TASK PROMPT:
All that is wanted is the lines from the first line of the listing below through the line containing "Mark each instance of the military", written out exactly with pictures left out.

RECORD SET:
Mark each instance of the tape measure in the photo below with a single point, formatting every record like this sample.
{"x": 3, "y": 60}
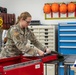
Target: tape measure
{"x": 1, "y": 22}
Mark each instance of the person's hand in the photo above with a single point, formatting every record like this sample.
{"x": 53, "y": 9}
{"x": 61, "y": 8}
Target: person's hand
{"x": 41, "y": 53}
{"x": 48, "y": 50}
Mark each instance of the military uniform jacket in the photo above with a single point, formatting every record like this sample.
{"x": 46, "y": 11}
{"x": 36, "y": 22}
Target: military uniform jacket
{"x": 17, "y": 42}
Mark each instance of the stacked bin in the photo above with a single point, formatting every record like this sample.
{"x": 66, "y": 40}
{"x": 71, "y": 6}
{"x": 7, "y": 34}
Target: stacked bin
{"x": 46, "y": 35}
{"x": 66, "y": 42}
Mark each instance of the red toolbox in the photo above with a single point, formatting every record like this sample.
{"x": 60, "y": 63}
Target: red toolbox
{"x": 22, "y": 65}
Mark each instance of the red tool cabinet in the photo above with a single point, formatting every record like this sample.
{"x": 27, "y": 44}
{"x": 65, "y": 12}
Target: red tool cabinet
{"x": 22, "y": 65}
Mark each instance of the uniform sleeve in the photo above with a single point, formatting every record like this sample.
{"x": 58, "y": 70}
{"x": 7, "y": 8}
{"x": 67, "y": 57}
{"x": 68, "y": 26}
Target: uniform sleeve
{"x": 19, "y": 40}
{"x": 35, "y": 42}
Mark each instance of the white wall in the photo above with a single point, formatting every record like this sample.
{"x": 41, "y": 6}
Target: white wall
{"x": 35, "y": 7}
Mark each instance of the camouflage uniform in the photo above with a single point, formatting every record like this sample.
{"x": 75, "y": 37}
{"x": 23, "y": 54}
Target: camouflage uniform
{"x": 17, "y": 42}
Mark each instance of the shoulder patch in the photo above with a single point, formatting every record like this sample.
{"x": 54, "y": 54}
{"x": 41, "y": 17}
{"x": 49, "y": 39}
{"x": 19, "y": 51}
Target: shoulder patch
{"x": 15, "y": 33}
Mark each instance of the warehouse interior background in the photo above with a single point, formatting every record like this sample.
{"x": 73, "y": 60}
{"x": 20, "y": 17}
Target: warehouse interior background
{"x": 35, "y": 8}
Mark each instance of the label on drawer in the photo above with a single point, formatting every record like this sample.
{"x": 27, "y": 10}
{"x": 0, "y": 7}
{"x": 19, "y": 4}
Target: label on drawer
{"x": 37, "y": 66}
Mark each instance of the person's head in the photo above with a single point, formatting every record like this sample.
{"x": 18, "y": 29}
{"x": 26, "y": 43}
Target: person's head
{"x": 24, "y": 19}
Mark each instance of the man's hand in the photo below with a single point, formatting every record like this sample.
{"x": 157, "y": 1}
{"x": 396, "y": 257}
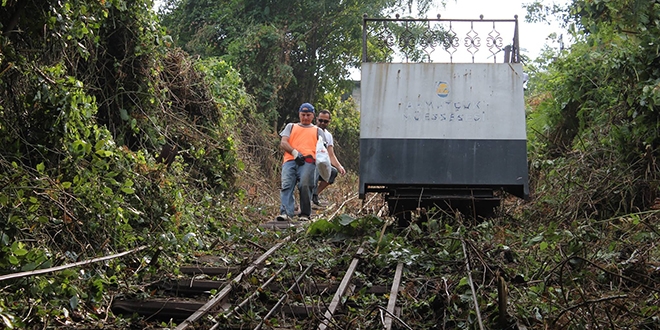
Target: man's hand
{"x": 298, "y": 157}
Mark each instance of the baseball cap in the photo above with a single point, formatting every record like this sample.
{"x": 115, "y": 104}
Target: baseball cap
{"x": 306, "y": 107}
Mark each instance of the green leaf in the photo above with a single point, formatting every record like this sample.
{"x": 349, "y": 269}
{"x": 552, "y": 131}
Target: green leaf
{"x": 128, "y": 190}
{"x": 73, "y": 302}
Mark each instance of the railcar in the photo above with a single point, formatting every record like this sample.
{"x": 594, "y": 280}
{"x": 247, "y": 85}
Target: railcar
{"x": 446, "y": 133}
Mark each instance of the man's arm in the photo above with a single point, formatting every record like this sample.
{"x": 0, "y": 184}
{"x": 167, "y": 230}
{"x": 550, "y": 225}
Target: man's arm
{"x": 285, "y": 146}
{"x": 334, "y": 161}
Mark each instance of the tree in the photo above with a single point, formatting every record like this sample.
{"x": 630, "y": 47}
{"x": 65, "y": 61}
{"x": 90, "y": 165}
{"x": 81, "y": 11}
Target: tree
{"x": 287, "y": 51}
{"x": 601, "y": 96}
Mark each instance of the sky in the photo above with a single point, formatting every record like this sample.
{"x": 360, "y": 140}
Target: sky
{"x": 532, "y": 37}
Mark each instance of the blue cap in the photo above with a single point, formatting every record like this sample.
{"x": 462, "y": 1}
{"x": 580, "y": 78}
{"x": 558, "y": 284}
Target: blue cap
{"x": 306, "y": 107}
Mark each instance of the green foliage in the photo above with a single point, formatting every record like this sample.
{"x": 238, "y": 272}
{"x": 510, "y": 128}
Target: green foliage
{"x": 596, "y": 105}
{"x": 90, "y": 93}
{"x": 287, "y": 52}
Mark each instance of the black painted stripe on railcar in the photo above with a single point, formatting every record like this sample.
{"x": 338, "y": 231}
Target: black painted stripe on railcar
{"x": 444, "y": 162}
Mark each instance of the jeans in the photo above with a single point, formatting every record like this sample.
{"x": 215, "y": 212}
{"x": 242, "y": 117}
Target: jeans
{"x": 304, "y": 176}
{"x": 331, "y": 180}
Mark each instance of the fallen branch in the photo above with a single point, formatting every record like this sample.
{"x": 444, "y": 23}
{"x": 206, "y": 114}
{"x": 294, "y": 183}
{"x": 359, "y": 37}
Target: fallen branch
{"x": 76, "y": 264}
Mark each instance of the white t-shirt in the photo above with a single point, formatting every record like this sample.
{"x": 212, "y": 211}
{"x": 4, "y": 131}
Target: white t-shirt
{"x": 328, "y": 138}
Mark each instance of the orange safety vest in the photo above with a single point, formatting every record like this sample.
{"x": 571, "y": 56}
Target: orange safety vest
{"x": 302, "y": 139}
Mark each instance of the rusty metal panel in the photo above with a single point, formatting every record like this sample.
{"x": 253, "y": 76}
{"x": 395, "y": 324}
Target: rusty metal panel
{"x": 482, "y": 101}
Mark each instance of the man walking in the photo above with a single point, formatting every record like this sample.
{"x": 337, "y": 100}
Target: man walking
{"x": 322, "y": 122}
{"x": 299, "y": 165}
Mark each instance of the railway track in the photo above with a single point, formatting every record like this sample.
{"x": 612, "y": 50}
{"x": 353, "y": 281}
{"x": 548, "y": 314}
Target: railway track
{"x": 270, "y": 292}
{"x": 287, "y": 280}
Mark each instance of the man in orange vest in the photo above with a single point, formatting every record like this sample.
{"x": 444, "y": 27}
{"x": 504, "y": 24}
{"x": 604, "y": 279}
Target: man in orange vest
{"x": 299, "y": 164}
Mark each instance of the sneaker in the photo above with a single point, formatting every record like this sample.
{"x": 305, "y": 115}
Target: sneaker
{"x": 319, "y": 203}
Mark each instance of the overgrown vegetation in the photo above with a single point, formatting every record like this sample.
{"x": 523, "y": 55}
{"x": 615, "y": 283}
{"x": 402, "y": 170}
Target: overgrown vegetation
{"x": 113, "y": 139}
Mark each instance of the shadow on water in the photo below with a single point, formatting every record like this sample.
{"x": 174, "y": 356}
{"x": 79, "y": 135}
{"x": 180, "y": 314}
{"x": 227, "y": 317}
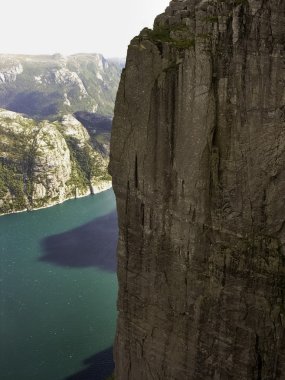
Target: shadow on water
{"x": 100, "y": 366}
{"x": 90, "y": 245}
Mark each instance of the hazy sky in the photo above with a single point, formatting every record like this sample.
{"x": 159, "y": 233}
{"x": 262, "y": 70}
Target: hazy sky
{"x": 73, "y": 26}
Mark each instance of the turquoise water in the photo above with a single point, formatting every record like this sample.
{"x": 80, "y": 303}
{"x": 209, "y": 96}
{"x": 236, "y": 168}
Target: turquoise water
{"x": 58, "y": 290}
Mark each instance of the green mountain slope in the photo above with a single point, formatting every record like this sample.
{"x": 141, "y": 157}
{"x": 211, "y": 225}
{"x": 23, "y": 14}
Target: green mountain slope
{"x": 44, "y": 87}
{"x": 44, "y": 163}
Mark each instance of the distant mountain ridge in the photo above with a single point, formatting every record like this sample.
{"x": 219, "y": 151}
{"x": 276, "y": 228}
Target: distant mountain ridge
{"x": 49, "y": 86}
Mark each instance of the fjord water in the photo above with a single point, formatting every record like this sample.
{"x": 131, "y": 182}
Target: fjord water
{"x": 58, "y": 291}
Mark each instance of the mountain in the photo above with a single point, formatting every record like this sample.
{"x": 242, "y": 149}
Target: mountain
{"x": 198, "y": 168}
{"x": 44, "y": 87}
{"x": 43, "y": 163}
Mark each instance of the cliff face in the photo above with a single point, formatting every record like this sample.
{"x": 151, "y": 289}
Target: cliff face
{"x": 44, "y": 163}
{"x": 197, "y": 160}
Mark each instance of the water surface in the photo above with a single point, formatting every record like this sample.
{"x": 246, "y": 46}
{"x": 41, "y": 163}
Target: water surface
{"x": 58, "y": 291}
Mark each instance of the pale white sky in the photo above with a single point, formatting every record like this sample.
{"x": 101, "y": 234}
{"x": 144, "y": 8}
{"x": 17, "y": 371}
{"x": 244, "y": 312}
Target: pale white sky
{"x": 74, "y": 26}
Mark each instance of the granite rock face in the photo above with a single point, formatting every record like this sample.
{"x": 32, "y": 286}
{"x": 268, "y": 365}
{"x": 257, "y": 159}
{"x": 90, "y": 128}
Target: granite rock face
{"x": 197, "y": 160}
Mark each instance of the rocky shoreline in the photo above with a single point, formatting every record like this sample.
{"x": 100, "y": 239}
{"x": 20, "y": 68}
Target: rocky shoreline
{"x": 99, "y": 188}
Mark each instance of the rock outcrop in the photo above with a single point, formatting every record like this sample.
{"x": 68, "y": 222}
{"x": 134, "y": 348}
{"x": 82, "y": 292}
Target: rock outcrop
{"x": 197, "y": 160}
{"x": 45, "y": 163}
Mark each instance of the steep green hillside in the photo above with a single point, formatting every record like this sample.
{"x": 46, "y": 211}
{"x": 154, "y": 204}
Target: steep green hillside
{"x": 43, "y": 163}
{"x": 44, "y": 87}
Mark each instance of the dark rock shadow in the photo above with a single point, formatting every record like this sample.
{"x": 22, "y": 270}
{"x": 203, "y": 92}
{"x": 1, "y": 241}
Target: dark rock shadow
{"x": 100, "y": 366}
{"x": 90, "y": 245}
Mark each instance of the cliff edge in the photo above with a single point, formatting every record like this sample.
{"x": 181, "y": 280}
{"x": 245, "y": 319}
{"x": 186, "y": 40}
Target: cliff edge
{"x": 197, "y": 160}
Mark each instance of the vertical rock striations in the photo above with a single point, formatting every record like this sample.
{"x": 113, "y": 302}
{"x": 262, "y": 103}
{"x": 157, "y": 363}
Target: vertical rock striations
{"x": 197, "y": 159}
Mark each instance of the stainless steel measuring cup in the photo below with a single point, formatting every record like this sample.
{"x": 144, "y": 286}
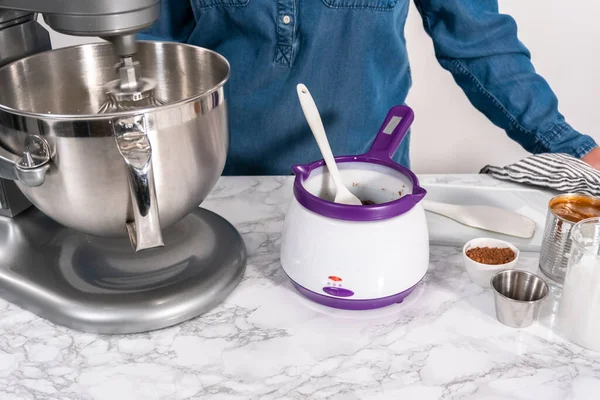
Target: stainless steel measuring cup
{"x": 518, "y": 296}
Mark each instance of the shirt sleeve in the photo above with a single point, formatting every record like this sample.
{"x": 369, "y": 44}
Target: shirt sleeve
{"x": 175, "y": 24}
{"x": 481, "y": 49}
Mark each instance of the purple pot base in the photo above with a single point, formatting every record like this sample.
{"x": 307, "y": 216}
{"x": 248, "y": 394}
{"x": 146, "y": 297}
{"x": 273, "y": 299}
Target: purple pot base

WORKED SOLUTION:
Mark each instance of the tape measure in the photo below with a single point, formatting every record like this sample.
{"x": 3, "y": 60}
Target: tape measure
{"x": 1, "y": 22}
Mark each instance of the person's hand in the photo above with a single point, formatting every record like this sample.
{"x": 53, "y": 9}
{"x": 61, "y": 8}
Target: person's hand
{"x": 41, "y": 53}
{"x": 48, "y": 50}
Mark each instance of the military uniform jacket in the photo above with a single point, formatting every record like this sample.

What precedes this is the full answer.